Exercise description - Copy out every line in the records below that contains the word "netting". Treat uppercase and lowercase as different.
▬▬▬▬▬▬▬▬▬▬
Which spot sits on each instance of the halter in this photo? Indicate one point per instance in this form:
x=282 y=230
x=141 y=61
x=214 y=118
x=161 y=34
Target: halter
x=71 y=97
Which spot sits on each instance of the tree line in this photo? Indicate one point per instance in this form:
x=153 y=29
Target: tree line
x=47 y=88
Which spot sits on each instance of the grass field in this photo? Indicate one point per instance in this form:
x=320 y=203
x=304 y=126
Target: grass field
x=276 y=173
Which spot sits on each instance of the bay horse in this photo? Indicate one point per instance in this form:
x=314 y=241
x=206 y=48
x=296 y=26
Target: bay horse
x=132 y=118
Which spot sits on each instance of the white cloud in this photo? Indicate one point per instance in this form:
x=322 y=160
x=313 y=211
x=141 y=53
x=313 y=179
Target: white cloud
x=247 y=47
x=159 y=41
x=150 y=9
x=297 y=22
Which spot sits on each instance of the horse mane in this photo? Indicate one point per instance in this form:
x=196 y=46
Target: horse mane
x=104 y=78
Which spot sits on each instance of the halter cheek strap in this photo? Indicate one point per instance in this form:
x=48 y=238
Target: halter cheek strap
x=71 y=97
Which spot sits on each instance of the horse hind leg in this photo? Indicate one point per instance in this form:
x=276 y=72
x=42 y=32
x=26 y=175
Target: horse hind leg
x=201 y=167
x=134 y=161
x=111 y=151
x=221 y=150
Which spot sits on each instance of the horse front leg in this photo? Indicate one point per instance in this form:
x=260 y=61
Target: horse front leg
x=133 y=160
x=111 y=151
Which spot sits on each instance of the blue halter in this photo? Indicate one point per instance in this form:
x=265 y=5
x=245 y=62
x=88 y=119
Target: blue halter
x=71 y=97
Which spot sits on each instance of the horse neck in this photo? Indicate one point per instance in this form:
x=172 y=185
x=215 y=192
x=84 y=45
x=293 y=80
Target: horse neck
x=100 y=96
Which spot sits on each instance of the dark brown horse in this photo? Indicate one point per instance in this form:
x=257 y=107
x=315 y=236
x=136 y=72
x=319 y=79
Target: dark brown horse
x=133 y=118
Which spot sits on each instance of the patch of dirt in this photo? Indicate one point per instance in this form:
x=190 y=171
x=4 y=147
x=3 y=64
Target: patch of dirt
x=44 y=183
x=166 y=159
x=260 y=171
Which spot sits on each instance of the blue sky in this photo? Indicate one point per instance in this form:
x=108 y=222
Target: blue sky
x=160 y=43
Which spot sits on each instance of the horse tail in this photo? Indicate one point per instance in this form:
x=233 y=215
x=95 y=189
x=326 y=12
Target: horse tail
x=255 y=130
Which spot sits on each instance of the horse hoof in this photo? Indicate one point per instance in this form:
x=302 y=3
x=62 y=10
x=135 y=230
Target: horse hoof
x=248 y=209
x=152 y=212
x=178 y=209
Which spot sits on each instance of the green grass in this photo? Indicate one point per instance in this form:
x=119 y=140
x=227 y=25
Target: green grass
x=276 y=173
▬▬▬▬▬▬▬▬▬▬
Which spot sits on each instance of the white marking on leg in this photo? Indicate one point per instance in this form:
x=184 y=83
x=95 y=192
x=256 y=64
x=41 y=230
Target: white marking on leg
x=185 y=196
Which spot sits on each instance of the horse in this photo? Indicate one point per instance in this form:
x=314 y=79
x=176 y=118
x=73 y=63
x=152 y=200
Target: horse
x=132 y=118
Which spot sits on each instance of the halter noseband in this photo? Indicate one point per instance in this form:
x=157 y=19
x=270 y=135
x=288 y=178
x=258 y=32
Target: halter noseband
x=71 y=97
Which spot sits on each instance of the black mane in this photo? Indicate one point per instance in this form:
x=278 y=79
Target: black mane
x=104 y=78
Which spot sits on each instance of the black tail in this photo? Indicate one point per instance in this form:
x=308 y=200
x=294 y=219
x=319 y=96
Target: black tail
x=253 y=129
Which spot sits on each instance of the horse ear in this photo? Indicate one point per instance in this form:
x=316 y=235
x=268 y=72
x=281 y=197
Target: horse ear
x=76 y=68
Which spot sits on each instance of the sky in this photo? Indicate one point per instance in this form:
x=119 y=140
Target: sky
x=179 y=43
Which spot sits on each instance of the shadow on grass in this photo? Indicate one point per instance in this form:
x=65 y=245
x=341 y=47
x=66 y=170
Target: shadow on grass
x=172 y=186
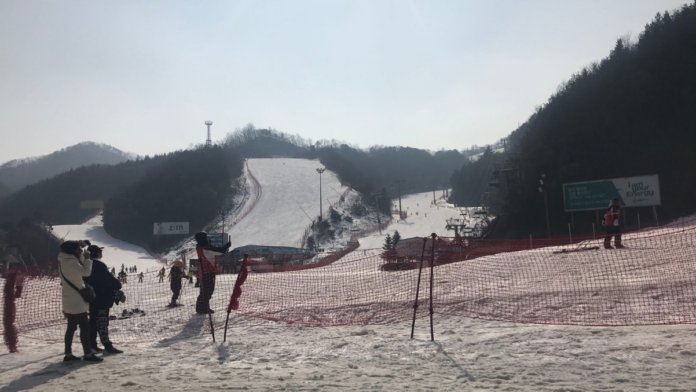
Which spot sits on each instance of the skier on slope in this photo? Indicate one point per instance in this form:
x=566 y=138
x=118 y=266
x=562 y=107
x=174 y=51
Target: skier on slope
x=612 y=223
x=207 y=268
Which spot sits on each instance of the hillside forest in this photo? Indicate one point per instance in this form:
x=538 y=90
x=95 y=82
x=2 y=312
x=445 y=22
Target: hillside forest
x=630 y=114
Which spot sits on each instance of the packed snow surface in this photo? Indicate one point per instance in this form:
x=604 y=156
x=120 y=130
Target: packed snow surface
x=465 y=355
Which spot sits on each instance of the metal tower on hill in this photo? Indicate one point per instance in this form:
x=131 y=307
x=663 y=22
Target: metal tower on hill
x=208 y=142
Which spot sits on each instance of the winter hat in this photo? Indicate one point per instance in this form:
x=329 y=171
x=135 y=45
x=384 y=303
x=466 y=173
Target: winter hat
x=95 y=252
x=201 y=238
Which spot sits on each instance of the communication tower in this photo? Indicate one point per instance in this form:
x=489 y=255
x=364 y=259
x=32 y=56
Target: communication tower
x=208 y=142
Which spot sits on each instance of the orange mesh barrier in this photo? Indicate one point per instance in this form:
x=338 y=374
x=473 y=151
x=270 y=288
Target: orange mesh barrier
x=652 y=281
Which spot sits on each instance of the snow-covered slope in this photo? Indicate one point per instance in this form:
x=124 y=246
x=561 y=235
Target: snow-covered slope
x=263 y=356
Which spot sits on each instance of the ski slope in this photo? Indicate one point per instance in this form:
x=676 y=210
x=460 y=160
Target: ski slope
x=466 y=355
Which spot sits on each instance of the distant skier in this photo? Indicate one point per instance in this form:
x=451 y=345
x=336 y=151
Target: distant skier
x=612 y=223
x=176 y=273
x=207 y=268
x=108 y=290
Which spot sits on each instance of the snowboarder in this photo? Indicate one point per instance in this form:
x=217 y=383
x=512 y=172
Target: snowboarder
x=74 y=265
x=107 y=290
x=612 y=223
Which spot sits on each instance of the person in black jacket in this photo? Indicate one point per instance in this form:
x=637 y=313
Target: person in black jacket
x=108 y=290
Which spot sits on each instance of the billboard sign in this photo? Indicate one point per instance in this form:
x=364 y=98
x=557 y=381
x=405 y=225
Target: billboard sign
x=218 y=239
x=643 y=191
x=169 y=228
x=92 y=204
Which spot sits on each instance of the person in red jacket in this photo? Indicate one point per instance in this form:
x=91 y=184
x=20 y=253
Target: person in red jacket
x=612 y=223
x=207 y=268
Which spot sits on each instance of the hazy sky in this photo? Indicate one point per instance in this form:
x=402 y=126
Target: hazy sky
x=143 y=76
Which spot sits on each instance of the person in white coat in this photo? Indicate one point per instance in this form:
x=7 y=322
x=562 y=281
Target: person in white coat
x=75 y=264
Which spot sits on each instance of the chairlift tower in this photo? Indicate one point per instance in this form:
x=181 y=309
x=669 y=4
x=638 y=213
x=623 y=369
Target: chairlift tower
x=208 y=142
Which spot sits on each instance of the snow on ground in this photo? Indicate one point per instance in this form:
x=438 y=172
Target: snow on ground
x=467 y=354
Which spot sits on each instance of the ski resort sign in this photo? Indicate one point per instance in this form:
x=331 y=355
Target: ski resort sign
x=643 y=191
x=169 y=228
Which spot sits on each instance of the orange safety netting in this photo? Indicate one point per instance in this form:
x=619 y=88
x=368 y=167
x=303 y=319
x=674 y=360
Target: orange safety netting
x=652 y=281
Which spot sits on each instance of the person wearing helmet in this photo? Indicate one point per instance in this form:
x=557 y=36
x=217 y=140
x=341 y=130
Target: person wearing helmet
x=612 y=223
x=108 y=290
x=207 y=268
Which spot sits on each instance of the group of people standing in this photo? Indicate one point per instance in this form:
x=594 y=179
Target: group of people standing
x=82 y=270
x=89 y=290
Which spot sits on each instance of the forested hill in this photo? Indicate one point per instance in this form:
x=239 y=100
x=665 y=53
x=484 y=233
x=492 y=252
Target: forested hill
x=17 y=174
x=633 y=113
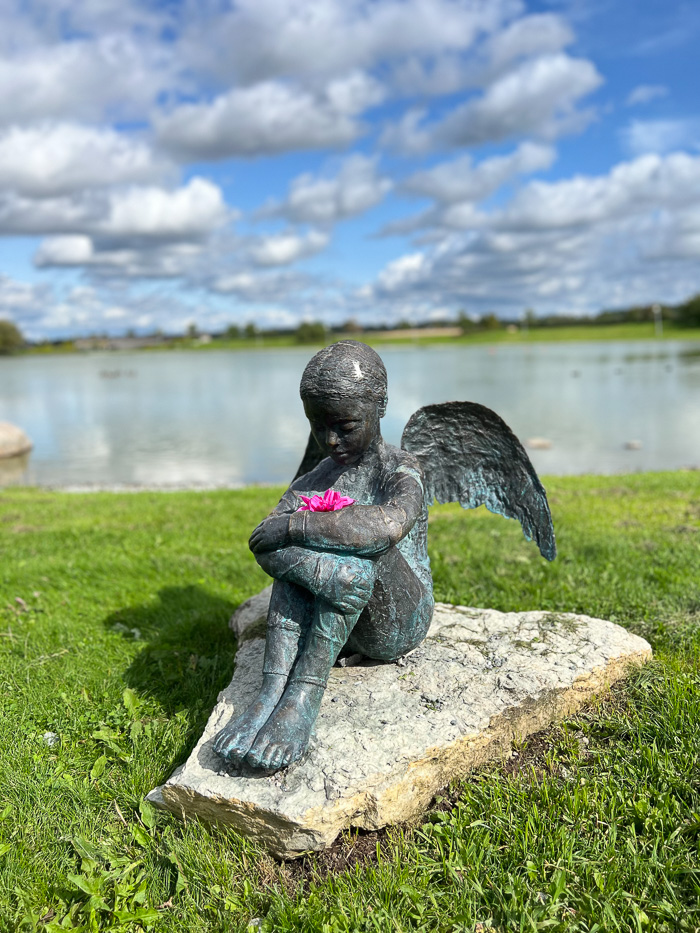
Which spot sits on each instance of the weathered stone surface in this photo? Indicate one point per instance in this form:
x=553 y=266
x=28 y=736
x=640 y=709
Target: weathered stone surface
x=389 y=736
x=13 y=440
▬▬▬▬▬▬▬▬▬▬
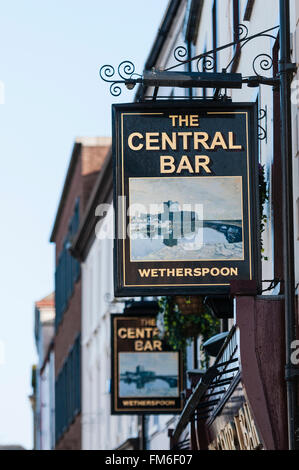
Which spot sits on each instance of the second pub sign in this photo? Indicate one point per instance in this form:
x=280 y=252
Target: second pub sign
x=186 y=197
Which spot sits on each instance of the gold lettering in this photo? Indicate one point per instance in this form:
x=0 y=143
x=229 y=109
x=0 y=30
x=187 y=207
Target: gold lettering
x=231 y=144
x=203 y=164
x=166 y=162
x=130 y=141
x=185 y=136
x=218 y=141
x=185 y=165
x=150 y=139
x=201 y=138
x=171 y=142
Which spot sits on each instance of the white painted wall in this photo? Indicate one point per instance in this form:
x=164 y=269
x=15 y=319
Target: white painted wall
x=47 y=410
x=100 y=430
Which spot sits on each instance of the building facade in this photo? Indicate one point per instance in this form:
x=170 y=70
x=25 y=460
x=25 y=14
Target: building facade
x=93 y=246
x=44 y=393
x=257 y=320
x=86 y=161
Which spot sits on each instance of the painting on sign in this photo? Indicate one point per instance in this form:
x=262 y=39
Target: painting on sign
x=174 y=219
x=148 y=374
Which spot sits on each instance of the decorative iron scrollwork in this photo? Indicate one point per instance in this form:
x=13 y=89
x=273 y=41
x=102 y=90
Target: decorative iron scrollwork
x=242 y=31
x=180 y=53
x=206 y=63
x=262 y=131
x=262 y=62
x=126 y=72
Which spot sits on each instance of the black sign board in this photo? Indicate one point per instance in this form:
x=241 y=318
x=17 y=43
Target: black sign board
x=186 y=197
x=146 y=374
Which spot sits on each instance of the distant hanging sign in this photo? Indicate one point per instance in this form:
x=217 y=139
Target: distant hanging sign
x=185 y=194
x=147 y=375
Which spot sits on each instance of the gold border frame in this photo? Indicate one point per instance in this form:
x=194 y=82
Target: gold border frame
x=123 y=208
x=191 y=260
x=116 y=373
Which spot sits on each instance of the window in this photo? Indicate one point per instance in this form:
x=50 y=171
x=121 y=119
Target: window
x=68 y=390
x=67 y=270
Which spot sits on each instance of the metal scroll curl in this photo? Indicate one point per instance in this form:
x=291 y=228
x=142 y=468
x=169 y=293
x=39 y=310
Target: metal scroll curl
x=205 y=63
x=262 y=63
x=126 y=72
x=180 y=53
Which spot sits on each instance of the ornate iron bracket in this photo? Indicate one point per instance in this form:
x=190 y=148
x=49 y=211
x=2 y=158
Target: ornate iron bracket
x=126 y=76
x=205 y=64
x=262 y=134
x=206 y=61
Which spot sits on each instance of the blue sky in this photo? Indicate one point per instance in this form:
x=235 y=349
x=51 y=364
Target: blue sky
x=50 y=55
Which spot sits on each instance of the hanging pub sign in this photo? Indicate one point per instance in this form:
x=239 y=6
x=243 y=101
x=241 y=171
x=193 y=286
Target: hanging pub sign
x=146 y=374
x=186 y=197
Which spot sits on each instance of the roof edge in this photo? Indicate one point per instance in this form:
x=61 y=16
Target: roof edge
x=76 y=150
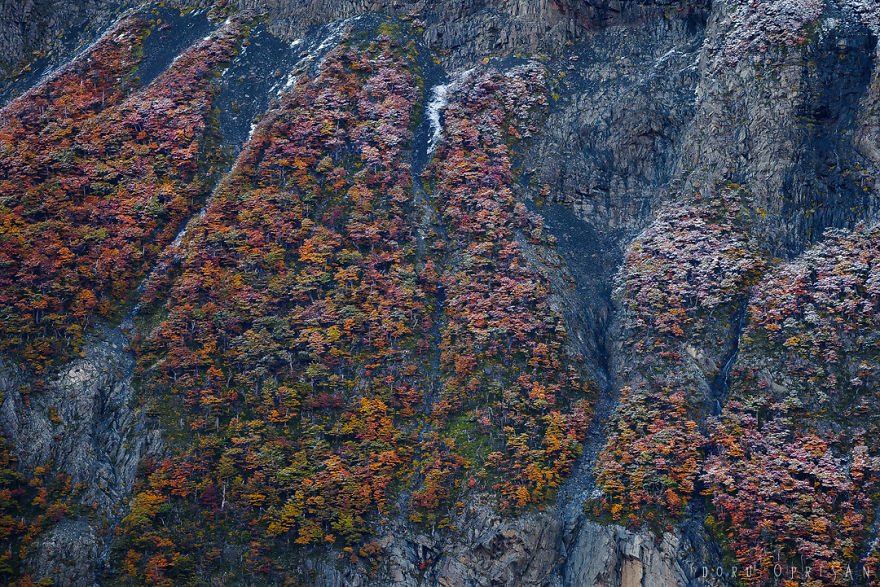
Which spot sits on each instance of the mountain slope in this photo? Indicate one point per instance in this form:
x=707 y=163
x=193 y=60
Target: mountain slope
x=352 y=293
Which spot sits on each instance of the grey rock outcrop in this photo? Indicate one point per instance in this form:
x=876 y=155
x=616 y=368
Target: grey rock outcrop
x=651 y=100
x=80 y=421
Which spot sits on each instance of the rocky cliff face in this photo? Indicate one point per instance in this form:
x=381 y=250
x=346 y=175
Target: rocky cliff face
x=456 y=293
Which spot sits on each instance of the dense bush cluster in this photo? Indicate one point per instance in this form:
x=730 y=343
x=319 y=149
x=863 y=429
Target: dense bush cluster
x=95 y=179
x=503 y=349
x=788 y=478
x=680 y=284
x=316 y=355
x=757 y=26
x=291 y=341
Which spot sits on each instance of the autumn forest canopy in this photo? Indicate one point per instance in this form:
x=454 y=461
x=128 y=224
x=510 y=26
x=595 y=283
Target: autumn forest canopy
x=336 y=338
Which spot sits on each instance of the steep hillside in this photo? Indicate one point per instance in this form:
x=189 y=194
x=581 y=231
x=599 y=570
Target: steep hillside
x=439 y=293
▬▬▬▬▬▬▬▬▬▬
Correct answer -
Which spot sits on each instance of the orange safety netting in this photo? Indicate one point per instance in this form:
Target: orange safety netting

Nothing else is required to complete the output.